**YOUR INSTRUCTIONS**:
Reproduce each entry below exactly, without omitting any.

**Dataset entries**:

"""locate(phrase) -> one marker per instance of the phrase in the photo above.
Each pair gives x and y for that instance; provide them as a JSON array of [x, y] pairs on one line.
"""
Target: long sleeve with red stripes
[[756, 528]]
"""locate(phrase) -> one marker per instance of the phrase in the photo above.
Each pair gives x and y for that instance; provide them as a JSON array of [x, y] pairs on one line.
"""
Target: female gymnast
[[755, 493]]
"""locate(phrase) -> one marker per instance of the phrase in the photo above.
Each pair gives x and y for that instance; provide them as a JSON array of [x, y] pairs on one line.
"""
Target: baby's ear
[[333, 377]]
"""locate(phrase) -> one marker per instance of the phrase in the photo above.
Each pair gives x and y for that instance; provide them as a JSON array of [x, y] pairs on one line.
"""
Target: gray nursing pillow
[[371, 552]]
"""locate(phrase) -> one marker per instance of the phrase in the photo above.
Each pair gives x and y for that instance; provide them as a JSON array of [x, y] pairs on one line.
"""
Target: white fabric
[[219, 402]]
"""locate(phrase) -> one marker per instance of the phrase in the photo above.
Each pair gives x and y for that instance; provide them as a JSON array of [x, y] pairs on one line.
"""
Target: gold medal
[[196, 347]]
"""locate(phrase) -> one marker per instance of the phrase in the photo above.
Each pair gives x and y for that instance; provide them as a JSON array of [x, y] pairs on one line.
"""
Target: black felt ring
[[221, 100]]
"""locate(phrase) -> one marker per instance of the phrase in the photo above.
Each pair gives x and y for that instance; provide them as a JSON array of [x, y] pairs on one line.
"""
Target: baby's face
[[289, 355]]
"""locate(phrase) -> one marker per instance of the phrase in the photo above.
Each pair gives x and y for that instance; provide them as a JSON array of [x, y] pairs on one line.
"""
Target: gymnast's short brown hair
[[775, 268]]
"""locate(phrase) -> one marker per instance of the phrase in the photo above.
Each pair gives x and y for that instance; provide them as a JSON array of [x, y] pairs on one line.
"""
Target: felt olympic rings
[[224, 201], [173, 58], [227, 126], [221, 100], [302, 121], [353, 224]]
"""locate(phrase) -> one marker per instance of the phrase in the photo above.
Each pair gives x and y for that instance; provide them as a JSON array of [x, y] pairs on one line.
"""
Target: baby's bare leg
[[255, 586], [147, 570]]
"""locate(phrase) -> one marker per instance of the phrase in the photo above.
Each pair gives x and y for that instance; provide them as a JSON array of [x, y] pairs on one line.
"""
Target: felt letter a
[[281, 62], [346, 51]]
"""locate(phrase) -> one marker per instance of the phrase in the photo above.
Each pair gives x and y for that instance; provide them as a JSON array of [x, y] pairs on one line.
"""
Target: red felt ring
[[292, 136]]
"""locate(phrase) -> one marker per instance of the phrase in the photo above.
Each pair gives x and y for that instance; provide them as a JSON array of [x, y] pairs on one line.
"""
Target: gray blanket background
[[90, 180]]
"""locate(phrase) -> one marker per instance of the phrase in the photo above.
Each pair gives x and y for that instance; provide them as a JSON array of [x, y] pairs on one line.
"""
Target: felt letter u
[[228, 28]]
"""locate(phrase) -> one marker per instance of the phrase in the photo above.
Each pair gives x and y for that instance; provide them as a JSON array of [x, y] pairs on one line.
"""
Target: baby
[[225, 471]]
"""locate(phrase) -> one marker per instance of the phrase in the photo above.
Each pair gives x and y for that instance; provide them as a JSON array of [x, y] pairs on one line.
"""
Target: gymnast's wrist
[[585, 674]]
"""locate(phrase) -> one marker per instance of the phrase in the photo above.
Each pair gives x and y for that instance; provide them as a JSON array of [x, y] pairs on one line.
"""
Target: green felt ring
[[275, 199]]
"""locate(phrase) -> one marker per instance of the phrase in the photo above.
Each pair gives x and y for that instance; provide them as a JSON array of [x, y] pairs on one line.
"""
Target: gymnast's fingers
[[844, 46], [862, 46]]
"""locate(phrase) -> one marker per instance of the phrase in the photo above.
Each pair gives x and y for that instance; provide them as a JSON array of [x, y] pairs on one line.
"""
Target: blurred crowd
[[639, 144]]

**TASK SOLUTION**:
"""locate(phrase) -> one marker per instance of the phrase in the photo above.
Each pair gives x and y for that instance; provide them as a JSON array of [x, y] pairs on one line.
"""
Target: long sleeve with red stripes
[[756, 528]]
"""locate(phrase) -> one marker per instance of the phrase in the photo above.
Each pair gives x and y for that instance; provide them as a JSON array of [x, y] pairs on one line.
"""
Target: female gymnast
[[755, 493]]
"""locate(phrase) -> one marker per instance of the phrase in the photo above.
Each pair gives x and y for that instance; provide them as a JSON array of [x, y] pairs on one line.
"""
Target: baby's ear
[[333, 377]]
"""locate(phrase) -> one marker per instance of the phrase in the photo above.
Each pair gives x and y for that instance; provide them as a JSON array of [x, y] pairs on one line.
"""
Target: gray nursing pillow
[[371, 552]]
"""locate(phrase) -> one marker per instance of the phrase in the photo above.
Each pair gives x and y for that instance; provide them as a JSON array of [x, y] pairs on one line.
"""
Target: white fabric
[[219, 402]]
"""locate(phrase) -> one marker per instance of the phrase in the photo above.
Each pair gives x and y for that instance; provide them as a JSON array of [x, y] pairs on one line.
"""
Target: gold medal
[[196, 347]]
"""locate(phrase) -> one marker per instance of the phrase in the photo above.
Each pair gives x and y for that instance; provide them as a JSON array of [x, y] pairs on one line.
"""
Target: black felt ring
[[221, 100]]
"""locate(phrase) -> one marker per instance of the phrase in the photo above.
Each pair gives x and y for that instance; provide them as a JSON array of [x, y] pairs on one line.
"""
Target: baby's face
[[289, 355]]
"""locate(phrase) -> one marker per instance of the phrase in the photo above.
Each pair gives x and y for that instance; provide them as a JSON array of [x, y] pairs on one line.
"""
Target: gymnast's short brown hair
[[775, 268]]
"""locate(phrase) -> one marker per instance of the phrase in the photo above.
Each pair gives x and y for that instance; provide them as a JSON array of [x, y] pairs on one line.
"""
Target: felt olympic rings
[[224, 201], [173, 58], [227, 126], [221, 100], [302, 121], [353, 224]]
"""locate(phrase) -> one marker per instance of the phrase in the photo above.
Each pair gives x and y for that instance; provide them as a JSON array of [x, y] pairs on one line.
"""
Target: baby's bare leg
[[255, 586], [147, 570]]
"""locate(phrase) -> one marker per instance of the phrase in the photo above.
Each pair gives x and y for that instance; provide them as a JSON array of [x, y] pairs on one line.
"""
Target: felt letter a
[[281, 62], [346, 51]]
"""locate(phrase) -> one marker per instance of the phrase in the photo above.
Each pair gives x and y for that instance; provide them as a JSON array of [x, y] pairs on one line.
"""
Target: red felt ring
[[292, 136]]
"""locate(phrase) -> one marker per instance of the phrase in the photo above.
Each pair gives x and y for that instance; provide them as a JSON array of [x, y] pairs on one line.
"""
Target: gray blanket background
[[90, 180]]
"""locate(phrase) -> one marker per instance of the phrase in the photo above.
Each pair gives x and y for that instance; provide them as a JSON array of [x, y] pairs on one line.
"""
Target: felt letter u
[[228, 28]]
"""locate(phrase) -> one marker per instance of the phrase in the photo above.
Each pair gives x and y for that instance; provide them as a JSON array of [x, y] pairs on one line.
"""
Target: baby
[[225, 471]]
"""locate(phrase) -> one marker per instance of the phrase in the photo above.
Each pair gives x and y for that instance; provide them as a JSON array of [x, y] pairs on one line.
"""
Target: gymnast's wrist
[[585, 674]]
"""locate(phrase) -> one marker per instance of the phrase in the photo above.
Each pair gives x and y for that instance; provide them as a JSON array of [x, y] pairs on one line.
"""
Target: green felt ring
[[275, 199]]
"""locate(phrase) -> one marker per instance of the phrase in the photo above.
Each pair gives x and y for that instance; provide them as a JSON array of [x, y] pairs on one line.
"""
Target: gymnast's fingers
[[844, 46], [862, 46]]
"""locate(phrase) -> one marker per instance of the phrase in the photo above.
Each pair gives x and y for that instance; provide them as a JSON array of [x, y] pairs on one line.
"""
Target: blurred crowd
[[639, 144]]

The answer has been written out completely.